#### Work order:
Restate the entries below in full, exactly as they read, but without pictures.

Source records:
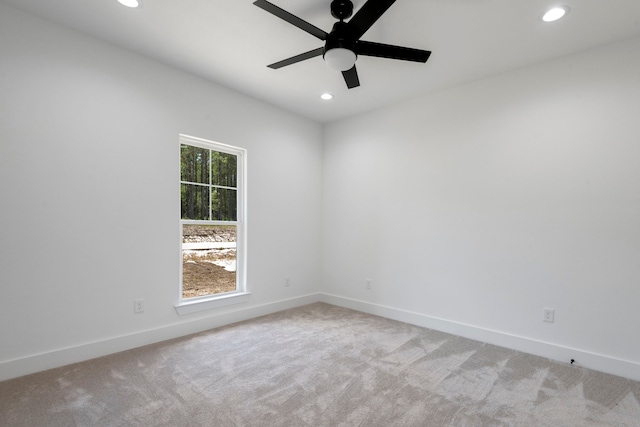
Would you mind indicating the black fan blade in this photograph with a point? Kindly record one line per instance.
(368, 14)
(351, 77)
(292, 19)
(392, 52)
(311, 54)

#### Written answer:
Would you mind indicating the black fan blade in this photograph with a point? Kindly record one line per instance.
(368, 14)
(351, 77)
(292, 19)
(392, 52)
(311, 54)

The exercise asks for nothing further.